TASK DETAILS:
Transcribe, exactly as they appear, only the lines from the one holding "Please trace the outline of every instance of the black" through the end of the entries below.
--- Begin EXERCISE MATERIAL ---
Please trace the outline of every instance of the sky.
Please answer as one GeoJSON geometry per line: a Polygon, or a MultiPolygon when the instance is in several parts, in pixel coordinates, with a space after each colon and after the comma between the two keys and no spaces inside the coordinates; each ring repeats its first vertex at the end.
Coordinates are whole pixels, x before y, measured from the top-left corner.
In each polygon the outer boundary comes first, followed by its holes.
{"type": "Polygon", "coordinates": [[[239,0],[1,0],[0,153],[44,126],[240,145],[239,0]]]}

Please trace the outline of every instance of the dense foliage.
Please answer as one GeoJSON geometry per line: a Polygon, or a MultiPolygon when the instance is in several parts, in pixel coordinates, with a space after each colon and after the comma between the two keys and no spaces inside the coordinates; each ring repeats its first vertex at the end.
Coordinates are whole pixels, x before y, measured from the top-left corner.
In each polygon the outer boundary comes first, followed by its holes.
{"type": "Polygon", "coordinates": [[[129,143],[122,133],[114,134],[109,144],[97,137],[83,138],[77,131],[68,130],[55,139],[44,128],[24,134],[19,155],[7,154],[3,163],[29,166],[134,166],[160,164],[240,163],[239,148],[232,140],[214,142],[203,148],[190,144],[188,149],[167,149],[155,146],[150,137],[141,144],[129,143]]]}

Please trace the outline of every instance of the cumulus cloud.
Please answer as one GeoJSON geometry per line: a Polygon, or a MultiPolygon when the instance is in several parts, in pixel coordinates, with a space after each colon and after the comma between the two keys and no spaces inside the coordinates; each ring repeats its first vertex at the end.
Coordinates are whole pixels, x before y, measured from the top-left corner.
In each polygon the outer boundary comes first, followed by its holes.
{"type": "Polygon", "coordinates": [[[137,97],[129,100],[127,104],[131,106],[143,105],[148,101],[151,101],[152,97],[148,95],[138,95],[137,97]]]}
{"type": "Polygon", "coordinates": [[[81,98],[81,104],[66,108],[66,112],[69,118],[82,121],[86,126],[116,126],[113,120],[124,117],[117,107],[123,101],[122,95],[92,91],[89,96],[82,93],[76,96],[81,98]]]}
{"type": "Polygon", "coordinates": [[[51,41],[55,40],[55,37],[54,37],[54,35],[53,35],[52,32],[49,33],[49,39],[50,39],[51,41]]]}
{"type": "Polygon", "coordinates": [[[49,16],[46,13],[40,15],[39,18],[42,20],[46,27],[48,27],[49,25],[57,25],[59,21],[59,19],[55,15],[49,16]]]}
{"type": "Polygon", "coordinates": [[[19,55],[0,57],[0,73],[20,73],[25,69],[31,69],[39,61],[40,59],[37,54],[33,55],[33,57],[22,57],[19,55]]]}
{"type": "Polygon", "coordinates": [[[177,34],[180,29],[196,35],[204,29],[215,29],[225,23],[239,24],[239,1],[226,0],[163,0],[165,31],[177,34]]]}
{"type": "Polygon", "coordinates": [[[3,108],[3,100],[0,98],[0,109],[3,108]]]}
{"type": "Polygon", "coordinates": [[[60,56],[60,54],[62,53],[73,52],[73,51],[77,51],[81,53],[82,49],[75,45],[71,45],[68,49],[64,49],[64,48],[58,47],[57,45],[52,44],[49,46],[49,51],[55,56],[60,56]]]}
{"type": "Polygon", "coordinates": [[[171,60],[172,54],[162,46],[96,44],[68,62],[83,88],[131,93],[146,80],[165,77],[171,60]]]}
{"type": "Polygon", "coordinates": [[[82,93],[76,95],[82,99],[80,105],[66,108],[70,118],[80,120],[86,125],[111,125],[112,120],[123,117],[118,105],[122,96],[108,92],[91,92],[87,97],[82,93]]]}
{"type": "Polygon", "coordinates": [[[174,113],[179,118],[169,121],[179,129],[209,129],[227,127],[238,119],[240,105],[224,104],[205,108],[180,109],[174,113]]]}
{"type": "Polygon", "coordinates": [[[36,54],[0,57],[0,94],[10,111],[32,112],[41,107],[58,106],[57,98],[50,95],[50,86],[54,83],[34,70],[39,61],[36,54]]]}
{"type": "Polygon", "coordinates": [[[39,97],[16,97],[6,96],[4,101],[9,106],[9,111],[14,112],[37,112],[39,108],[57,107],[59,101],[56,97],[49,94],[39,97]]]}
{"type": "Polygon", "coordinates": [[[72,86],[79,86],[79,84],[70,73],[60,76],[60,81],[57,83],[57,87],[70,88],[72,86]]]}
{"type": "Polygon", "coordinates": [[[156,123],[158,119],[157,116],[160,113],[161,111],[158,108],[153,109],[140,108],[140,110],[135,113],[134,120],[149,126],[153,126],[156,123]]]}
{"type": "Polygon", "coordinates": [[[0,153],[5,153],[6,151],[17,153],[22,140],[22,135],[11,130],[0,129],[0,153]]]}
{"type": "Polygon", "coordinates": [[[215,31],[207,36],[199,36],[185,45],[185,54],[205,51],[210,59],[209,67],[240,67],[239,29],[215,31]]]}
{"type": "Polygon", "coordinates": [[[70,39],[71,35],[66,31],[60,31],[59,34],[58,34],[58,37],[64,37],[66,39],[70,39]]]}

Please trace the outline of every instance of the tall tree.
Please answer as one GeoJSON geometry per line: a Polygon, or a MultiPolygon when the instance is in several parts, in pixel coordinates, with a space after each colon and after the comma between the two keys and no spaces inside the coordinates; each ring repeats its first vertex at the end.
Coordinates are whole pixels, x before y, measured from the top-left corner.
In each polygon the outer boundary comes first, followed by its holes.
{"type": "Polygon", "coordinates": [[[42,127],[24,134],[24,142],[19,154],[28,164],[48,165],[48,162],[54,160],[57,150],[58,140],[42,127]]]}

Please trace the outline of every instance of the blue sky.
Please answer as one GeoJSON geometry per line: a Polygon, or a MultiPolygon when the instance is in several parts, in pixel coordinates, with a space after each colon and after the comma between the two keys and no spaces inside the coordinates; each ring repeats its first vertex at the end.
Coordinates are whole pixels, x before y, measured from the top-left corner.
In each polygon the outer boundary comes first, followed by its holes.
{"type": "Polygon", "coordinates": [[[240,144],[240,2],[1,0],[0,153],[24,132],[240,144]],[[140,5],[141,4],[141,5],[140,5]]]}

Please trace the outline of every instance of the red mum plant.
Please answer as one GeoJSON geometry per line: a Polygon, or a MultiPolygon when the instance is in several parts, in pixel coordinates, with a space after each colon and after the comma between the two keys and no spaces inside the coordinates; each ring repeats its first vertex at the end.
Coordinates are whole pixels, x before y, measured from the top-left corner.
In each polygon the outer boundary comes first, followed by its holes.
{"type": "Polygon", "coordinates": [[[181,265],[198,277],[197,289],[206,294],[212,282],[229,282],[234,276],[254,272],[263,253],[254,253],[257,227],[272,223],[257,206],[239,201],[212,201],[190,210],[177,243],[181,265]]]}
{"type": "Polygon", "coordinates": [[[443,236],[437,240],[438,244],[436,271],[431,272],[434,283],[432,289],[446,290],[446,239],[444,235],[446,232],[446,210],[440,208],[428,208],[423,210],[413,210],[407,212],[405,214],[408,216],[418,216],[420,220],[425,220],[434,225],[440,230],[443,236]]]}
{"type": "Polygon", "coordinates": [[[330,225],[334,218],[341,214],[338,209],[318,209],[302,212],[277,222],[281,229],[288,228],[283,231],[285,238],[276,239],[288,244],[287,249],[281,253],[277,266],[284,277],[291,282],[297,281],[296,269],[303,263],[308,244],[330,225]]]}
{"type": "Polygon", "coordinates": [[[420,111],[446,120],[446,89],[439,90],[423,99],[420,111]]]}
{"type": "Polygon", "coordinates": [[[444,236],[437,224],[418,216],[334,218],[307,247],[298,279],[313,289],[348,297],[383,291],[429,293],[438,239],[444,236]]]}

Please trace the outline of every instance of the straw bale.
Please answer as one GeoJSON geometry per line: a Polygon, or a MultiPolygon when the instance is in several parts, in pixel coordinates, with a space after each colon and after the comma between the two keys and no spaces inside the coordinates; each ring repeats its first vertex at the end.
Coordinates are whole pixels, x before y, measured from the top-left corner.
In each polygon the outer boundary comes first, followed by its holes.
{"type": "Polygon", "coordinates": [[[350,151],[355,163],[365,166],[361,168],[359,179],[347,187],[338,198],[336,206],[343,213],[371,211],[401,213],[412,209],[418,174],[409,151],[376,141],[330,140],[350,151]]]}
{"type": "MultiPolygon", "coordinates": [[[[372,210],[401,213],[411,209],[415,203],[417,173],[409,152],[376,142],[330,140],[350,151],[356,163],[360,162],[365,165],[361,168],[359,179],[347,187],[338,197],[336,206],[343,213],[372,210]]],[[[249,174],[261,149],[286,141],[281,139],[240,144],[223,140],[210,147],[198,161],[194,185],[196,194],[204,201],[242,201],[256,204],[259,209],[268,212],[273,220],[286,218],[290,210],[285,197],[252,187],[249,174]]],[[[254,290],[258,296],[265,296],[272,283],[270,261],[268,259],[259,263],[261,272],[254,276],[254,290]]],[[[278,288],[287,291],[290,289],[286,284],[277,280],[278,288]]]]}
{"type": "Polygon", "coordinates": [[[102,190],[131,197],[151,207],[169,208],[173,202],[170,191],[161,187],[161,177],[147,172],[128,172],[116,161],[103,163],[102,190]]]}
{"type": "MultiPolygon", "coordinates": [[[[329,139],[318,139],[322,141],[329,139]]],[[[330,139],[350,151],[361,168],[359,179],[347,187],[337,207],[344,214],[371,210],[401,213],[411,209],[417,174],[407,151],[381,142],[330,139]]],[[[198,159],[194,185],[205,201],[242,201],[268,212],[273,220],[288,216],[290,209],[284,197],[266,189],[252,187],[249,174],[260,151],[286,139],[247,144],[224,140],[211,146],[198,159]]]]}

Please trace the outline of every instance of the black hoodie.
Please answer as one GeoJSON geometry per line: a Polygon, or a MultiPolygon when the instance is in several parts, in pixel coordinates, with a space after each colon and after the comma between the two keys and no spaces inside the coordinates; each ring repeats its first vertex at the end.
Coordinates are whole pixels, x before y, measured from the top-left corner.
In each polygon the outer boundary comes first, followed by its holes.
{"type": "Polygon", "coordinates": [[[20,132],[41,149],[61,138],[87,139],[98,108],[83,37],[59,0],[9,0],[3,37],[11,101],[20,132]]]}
--- End EXERCISE MATERIAL ---
SOLUTION FOR THIS PROBLEM:
Please trace the outline of every instance of the black hoodie.
Please answer as one GeoJSON geometry per line: a Polygon, or a MultiPolygon when the instance is in several parts, in pixel coordinates, with a space after each colon and after the comma between the two keys and no spaces inside the coordinates; each ring repeats its first vertex at the end.
Coordinates are whole pixels, x before y, measured from the top-left corner.
In each polygon the outer boundary comes first, followed by its holes.
{"type": "Polygon", "coordinates": [[[20,132],[41,149],[61,138],[87,139],[98,108],[83,37],[59,0],[9,0],[3,37],[11,101],[20,132]]]}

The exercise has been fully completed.